***** EXERCISE INPUTS

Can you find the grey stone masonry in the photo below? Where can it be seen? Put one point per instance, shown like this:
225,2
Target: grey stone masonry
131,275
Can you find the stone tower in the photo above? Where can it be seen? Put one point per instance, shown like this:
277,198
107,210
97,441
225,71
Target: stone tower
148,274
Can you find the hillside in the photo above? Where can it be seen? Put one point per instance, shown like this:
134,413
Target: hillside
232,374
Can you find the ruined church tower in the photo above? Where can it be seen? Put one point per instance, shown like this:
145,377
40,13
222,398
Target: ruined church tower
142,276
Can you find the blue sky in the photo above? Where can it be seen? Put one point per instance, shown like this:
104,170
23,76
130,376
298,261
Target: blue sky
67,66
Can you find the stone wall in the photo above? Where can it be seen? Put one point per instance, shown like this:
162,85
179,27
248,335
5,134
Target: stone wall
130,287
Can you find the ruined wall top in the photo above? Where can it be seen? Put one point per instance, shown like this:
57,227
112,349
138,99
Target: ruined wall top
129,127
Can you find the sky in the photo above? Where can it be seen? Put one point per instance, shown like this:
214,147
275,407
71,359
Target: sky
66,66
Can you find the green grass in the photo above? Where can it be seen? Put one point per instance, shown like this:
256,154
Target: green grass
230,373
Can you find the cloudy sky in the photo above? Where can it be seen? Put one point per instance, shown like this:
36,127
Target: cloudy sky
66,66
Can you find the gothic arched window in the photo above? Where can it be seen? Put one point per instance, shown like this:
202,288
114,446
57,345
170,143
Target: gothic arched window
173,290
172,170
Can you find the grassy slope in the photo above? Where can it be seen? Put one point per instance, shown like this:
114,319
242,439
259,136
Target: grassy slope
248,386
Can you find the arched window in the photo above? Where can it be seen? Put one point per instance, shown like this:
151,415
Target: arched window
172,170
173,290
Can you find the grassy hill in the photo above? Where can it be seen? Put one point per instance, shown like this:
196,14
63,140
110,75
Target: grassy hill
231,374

**********

Nothing but the lines from the one that contains "Target: ruined wall top" through the last line of the entries should appear in your reply, each repeated exactly.

Target: ruined wall top
129,127
Can you find the sky in the photo above? Where can it be seen? Put one point per instance, shown like this:
214,147
275,407
71,359
Target: sky
66,66
Can you find the green grass in the photo above? Where can it be seen? Put one point per instance, shown like this:
256,154
Target: green grass
230,373
Can you find the cloudy sky in the photo above? Where can it be seen? Put one point per instance, shown like this:
36,127
Target: cloudy sky
66,66
Can you find the gothic arched window in the photo above? Where can it be seen? Put one point per instance, shown like this:
202,288
114,446
57,345
170,143
Target: gothic arched window
173,290
172,170
Can you find the grassy slope in the photo above? Where can it be seen? Put one point per instance, shown like this:
114,319
242,439
259,136
Target: grassy slope
248,386
Can you find the arched window in the photo above? Where can it be seen? Put one point per instance, shown like this:
151,415
Target: arched window
172,170
173,290
Can you find the grassy hill in the photo above? Where can it be seen? Put one point per instance, shown like this:
196,14
63,140
110,75
Target: grassy hill
231,374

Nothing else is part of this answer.